Material provided:
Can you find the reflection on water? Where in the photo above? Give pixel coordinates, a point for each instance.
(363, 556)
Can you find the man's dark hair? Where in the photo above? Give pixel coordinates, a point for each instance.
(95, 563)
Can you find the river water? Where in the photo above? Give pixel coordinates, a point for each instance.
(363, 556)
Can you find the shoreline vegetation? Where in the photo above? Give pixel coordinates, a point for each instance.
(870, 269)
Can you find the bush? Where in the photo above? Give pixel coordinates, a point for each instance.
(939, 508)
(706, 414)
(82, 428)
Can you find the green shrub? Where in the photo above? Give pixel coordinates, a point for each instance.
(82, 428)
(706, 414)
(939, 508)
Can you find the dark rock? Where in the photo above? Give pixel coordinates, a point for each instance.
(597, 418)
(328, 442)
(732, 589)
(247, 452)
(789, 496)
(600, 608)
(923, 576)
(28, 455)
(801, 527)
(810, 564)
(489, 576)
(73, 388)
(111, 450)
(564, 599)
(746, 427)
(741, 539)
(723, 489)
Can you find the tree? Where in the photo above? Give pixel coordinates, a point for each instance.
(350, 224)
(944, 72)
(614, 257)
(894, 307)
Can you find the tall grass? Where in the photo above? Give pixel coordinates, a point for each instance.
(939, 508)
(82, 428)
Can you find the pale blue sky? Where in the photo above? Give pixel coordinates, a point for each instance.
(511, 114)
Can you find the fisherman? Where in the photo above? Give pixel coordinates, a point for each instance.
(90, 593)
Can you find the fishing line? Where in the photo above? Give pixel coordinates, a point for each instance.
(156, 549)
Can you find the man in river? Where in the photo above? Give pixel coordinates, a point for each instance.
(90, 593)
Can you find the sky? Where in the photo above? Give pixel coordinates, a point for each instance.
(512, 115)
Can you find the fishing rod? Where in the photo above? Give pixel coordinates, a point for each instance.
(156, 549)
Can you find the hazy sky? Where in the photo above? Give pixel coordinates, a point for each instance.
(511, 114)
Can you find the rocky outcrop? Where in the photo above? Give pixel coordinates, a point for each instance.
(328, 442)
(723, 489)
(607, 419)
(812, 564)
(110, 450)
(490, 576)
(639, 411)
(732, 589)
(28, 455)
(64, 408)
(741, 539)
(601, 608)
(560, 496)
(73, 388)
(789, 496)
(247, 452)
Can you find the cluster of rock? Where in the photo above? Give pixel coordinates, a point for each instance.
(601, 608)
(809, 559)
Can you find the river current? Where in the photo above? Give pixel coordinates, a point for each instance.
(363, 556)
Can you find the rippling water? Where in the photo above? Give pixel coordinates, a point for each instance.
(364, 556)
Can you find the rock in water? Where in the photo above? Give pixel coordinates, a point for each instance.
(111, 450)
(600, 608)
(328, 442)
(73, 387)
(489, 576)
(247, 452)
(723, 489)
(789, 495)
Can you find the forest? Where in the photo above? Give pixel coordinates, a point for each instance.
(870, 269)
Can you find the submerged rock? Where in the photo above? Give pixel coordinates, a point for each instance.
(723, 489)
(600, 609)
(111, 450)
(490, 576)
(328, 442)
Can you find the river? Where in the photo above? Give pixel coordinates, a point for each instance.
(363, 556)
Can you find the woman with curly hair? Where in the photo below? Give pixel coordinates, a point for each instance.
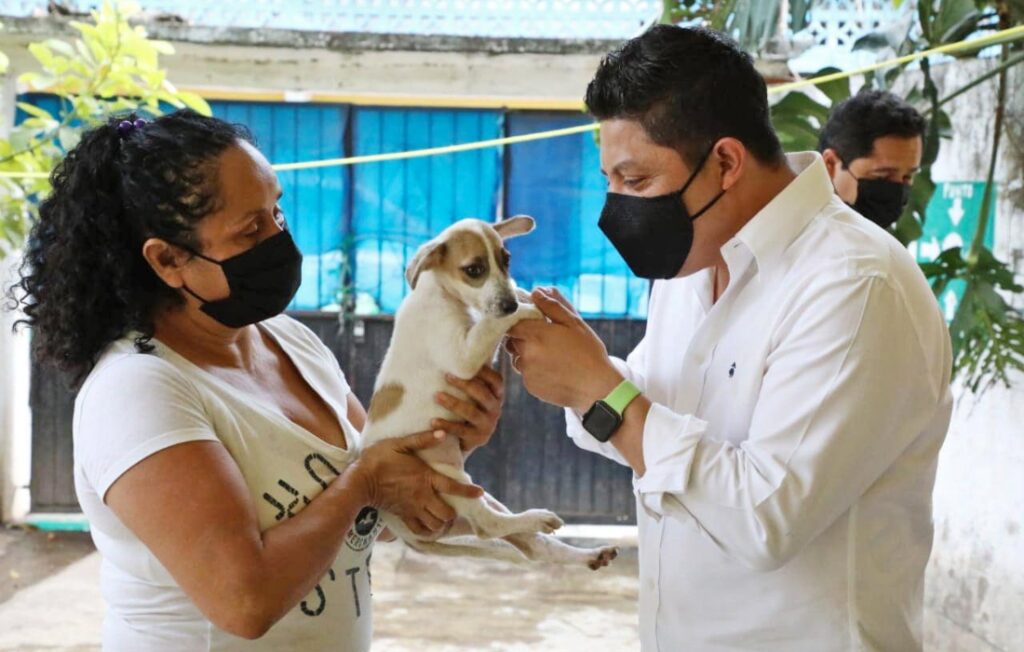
(215, 439)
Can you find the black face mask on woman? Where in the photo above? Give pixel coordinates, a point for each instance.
(262, 281)
(653, 234)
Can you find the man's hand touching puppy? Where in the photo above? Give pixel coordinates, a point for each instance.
(562, 361)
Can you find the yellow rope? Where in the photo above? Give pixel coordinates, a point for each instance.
(972, 44)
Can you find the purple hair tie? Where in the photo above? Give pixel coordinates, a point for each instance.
(126, 127)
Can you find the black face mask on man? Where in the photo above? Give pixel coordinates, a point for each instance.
(653, 234)
(262, 281)
(881, 201)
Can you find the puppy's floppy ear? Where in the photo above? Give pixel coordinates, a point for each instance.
(427, 257)
(517, 225)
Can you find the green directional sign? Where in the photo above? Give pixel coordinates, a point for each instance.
(950, 220)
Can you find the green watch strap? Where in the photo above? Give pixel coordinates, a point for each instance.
(620, 398)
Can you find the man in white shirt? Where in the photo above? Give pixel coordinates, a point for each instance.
(784, 410)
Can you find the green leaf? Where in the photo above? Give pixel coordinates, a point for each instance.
(32, 110)
(69, 137)
(950, 19)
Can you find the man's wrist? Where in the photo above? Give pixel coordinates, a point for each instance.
(599, 387)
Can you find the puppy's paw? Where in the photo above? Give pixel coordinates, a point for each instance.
(602, 557)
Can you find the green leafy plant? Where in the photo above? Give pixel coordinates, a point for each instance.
(112, 68)
(987, 332)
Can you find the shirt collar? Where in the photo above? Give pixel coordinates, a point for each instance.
(775, 226)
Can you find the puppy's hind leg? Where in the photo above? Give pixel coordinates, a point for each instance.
(491, 523)
(544, 548)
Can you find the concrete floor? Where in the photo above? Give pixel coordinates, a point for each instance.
(49, 602)
(421, 604)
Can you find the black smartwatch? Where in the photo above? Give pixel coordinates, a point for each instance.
(605, 416)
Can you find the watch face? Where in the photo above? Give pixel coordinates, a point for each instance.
(601, 421)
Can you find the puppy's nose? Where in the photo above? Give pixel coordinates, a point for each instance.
(509, 305)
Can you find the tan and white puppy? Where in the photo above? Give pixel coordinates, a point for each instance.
(462, 303)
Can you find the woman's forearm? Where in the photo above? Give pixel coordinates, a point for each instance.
(296, 554)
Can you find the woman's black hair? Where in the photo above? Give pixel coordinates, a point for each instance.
(84, 283)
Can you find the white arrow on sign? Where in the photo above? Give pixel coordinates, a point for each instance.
(956, 211)
(949, 303)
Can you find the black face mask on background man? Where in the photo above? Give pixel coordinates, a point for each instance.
(262, 281)
(653, 234)
(881, 201)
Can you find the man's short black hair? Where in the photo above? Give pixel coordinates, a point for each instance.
(856, 123)
(688, 87)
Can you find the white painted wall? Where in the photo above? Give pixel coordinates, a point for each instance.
(975, 582)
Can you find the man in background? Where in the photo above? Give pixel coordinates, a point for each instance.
(871, 146)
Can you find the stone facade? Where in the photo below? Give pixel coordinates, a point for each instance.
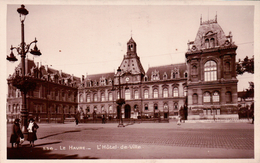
(206, 84)
(54, 97)
(212, 82)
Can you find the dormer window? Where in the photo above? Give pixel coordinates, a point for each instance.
(212, 43)
(164, 76)
(155, 75)
(207, 43)
(132, 48)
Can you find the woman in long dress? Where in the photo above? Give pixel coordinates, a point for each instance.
(16, 133)
(32, 128)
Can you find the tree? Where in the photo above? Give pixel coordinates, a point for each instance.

Activity:
Output the entries exactly as they appear, with no pictures included.

Reply:
Can you find the reflection on water? Where in the photo above? Give pixel coordinates, a point for each instance.
(363, 556)
Can you find the man's dark hair? Where in the photo above? Give pixel coordinates, a point for each instance.
(95, 563)
Can you find the river water? Where in the photo above? Give pixel coordinates, a point for each instance.
(363, 556)
Can you find the shoreline vegetation? Where in the photo above? Give pixel coordinates, a point for each instance.
(870, 269)
Can you find the bush? Where in the photo above? Give pixel coordinates, a point for each instance.
(939, 508)
(706, 414)
(82, 428)
Can you find the green shrub? Where in the photo above? Give pixel coordinates, a point for each instance.
(82, 428)
(706, 414)
(939, 508)
Can you find the dark rock? Where in the photo above? Give pixel coordinates, a point for each instance.
(597, 418)
(328, 442)
(732, 589)
(247, 452)
(789, 496)
(600, 608)
(923, 576)
(28, 455)
(801, 527)
(810, 564)
(489, 576)
(73, 388)
(111, 450)
(564, 599)
(746, 427)
(741, 539)
(723, 489)
Can you find the tree? Where in the photo above? Give pixel coordinates, a point for each instance.
(350, 224)
(944, 72)
(614, 257)
(894, 307)
Can you find the tall grass? Where in the photo above? Give pixel coordinates, a point for each instance.
(939, 508)
(82, 428)
Can you find the pale blue sky? Where in the photo above? Give pixel coordinates, a point for each instance.
(511, 114)
Can you find the fisherman? Where in the photo above? Give pixel coordinates, a point for each instance.
(90, 593)
Can you find the fishing line? Where in the photo above? Give pixel coordinates, a point for each instance.
(156, 549)
Can you find the man in river? Where in the photo above? Give pixel coordinates, a point for each instance.
(90, 593)
Can you find the sky? Where in the photo above? Give pixel coordinates, a point for each instance.
(512, 115)
Can you find the fishing rod? Where in the photo above? Give pixel coordinates, a point for each instance.
(156, 549)
Can you find the hazy sky? Where in the photo above? Give pixel coordinates, a point for each instance.
(511, 114)
Can you find the rocky outcrop? Where in the photo above? Give pixel coordinates, a point for each instance.
(328, 442)
(723, 489)
(607, 419)
(812, 564)
(110, 450)
(490, 576)
(639, 411)
(732, 589)
(28, 455)
(64, 408)
(741, 539)
(601, 608)
(560, 496)
(73, 388)
(789, 496)
(247, 452)
Can you find the cluster of rock? Where in the photo above? Give pixel coordinates, a point for each instance.
(601, 608)
(809, 559)
Can you find the river current? Where in the photo above? Give pixel coordinates, a point for each instance.
(363, 556)
Can you find the rippling water? Where in the photo above? Give pixel coordinates, a point for each instance.
(364, 556)
Can you find the rock in water? Where in the photo above? Give pixel coordinates, a point for each instance.
(111, 450)
(600, 608)
(328, 442)
(73, 387)
(489, 576)
(247, 452)
(723, 489)
(789, 495)
Can you find the forest? Where in the photo above? Give pixel coordinates, a point for each instance.
(870, 269)
Can you find the submerged rock? Where in the photo above? Give pixel coordinates, a point for each instance.
(723, 489)
(600, 609)
(111, 450)
(490, 576)
(328, 442)
Can you find the river? Where in the photo above? Give pixel coordinates, a point for each instance.
(363, 556)
Can you find the woman with curly hair? Where in the photo below? Give pixel coordinates, a point for each instance.
(215, 439)
Can you find the black face mask on woman? Where in the photo above? Give pixel coordinates, a point for each instance.
(262, 281)
(653, 234)
Can you find the man's hand touching puppy? Where in the photo above? Give pixel coordinates, a point for each instance.
(562, 361)
Can you find the yellow rope? Where in the photo above? Give pixel coordinates, a point for each instance.
(972, 44)
Can you find the purple hair tie? Where in the photo above? Give pixel coordinates, a point for each instance.
(126, 127)
Can you find the black face mask on man? Where in the photo above? Give pixel coordinates, a point for each instance.
(653, 234)
(262, 281)
(881, 201)
Can you find the puppy's floppy ear? Where in the photo above? Give pixel coordinates, a point for each instance.
(427, 257)
(517, 225)
Can you find the green directional sign? Where in the photo above? Give pixel coordinates, a point for each instance.
(950, 220)
Can you find the green watch strap? Where in the photo above? Give pixel coordinates, a point for each instance.
(620, 398)
Can you find the man in white shirt? Where in the photo above? Give pixel coordinates, a point for each instance.
(784, 410)
Can you find the green leaf? Where in the photo above? Give pixel coordinates, a point for each instance.
(32, 110)
(69, 137)
(950, 19)
Can you find the man's wrist? Where in the photo above? Give pixel coordinates, a point for each instance.
(599, 387)
Can you find the puppy's paw? Where in the photo above? Give pixel coordinates, a point for each instance.
(602, 557)
Can you find the green leafy plant? Where in the photo above? Give pixel coordinates, a point for each instance.
(112, 68)
(987, 332)
Can you find the shirt collar? Where in the photo above? Give pixel coordinates, a point for each instance.
(775, 226)
Can you find the puppy's hind leg? Where in the photo above? Give pixel coordinates, a point for each instance.
(491, 523)
(544, 548)
Can you find the concrete floor? Where in the photo above? Give pixel coordinates, a point for each instance.
(49, 602)
(421, 604)
Can you find the black smartwatch? Where in the photo above? Give pixel coordinates, a point for each instance.
(605, 416)
Can you find the watch face? Where in the photo above? Give pixel coordinates, a point for each instance.
(601, 421)
Can you find the puppy's nose? Where in the photo above? Give pixel coordinates, a point for each instance.
(509, 305)
Can you find the tan and white puppy? Where in the photo above? Give pixel coordinates, a point for each instance.
(462, 303)
Can you find the woman's forearm? Where in the photo above? Give pixel coordinates, a point for each instance.
(296, 554)
Can you find the woman's black hair? Where in the photo above? Give pixel coordinates, a point for each instance.
(84, 283)
Can you find the white arrow on sign? Where in the photo above? Give pixel coordinates, a point for each instance.
(956, 211)
(949, 303)
Can you find the black face mask on background man? Where in the photo above? Give pixel coordinates, a point for each instance.
(262, 281)
(653, 234)
(881, 201)
Can you find the man's short black hair? Where in the photo above? Give pixel coordinates, a point for each instance.
(856, 123)
(688, 87)
Can you find the white painted wall? Where in the photo above? Give pixel coordinates, a point for each instance.
(975, 582)
Can you find the man in background? Where in the photo above? Give pixel coordinates, a point for each instance.
(871, 146)
Can you find the stone facade? Where in the photo below? Give pixel coordinates, a point for each instance.
(206, 84)
(54, 97)
(212, 82)
Can you find the dormer window? Where in the photo above? Give pixel coordinates, a point for each instance.
(212, 43)
(164, 76)
(155, 75)
(207, 43)
(132, 48)
Can you find the woman in long dress? Where in the photo above? Give pixel coordinates, a point for each instance.
(16, 133)
(32, 128)
Can you find the tree? Where in the photo above? Give pixel coordinates, a point for each instance.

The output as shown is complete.